> **PROBLEM STATEMENT**:
Reproduce the material below line for line, without altering a single character.

> **RECORDS FOR THIS EXERCISE**:
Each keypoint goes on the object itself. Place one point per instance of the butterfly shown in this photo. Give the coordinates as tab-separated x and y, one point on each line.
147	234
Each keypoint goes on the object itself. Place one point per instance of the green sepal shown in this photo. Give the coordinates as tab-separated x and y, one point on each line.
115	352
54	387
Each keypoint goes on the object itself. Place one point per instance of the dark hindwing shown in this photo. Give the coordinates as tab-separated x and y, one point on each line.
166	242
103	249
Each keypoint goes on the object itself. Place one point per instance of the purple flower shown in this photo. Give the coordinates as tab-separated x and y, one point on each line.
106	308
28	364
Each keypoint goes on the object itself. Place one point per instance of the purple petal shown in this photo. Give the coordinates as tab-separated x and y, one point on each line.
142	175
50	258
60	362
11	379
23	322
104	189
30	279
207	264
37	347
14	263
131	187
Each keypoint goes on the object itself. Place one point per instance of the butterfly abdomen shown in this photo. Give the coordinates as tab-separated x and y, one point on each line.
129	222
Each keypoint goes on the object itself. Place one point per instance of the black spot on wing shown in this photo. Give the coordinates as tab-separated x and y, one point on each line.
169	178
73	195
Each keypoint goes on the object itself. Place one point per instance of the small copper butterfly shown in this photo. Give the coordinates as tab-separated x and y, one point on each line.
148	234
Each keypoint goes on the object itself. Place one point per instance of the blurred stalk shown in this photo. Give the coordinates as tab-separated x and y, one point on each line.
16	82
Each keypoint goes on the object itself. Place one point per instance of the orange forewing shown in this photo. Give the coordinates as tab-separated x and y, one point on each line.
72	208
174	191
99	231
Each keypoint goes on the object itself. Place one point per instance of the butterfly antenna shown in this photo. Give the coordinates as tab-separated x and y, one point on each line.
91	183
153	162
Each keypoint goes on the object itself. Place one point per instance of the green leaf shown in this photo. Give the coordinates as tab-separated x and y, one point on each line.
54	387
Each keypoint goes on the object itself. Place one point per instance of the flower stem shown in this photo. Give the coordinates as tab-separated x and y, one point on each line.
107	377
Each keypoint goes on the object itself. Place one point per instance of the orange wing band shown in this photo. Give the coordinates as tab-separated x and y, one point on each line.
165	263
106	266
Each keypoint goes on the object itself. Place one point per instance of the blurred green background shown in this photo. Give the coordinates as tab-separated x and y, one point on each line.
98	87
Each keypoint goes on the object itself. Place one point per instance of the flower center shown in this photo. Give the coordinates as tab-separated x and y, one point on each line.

> **RESPONSE TO THE TASK**:
Each keypoint goes on the object itself. Place one point per instance of the butterfly shown in this photo. Give the coordinates as tab-separated x and y, one point on each line.
147	234
Each keypoint goes on the object itself. Place one point per instance of the green sepal shown in this photo. Give the coordinates as tab-separated x and y, one point on each line.
115	352
54	387
Each keypoint goes on the object itself. Place one point per instance of the dark hindwing shown in this photo. Give the coordinates as tab-separated x and y, one point on each line.
166	242
103	249
Each keypoint goes on the object itself. Place one point per instance of the purple flower shown in this photo. Give the coordinates as tab-separated x and y, one point on each line.
106	308
28	364
Each keypoint goes on the object itself. Place one point per instance of the purple petal shown in this photo. Give the coordinates as tab-separated x and y, one point on each line.
142	175
50	258
60	362
11	379
23	322
104	189
30	279
207	264
37	347
14	263
131	187
Each keypoint goes on the object itself. Place one point per instance of the butterfly abdomen shown in this photo. Give the coordinates as tab-separated x and y, one point on each line.
129	222
Each keypoint goes on the object itself. Place one point per instance of the black spot on wing shown in this photo. Give the coordinates as tab-separated x and y, one point on each line.
169	178
73	195
Each keypoint goes on the object itself. Place one point per instance of the small copper butterfly shown in this photo. Give the coordinates as tab-separated x and y, one point on each line.
148	234
Each keypoint goes on the object itself. Place one point per instance of the blurred stalk shown in this photo. Give the coordinates as tab-separated x and y, one point on each line.
16	82
Each keypoint goes on the object itself. Place one point per instance of the orange forewing shown in this photo. Give the coordinates as tab-separated x and y, one point on each line.
72	208
174	191
99	231
Each keypoint goes on the object itself. Place one point per instance of the butterfly antenna shown in this photo. Give the coordinates as tab-separated x and y, one point on each line.
91	183
153	162
Each keypoint goes on the object itself. Place one point per instance of the green leaf shown in this photo. Give the coordinates as tab-separated x and y, one point on each line.
54	387
Each keypoint goes on the object itself. Place one point per instance of the flower stem shown in this photo. Give the coordinates as tab-separated x and y, one point on each line.
107	377
Each keypoint goes on the object itself. Place one point per instance of the orange wing band shown in this photo. Give the coordinates as tab-separated x and y, one point on each line.
165	263
106	266
Each keypoint goes on the object itself. Place one point per instance of the blurred green background shown in this photo. Give the coordinates as tab-separated x and y, one point on each line.
98	87
Each keypoint goes on the object itself. Place one point per instance of the flower center shown in this photo. Give the coordinates as tab-separated x and y, one point on each line.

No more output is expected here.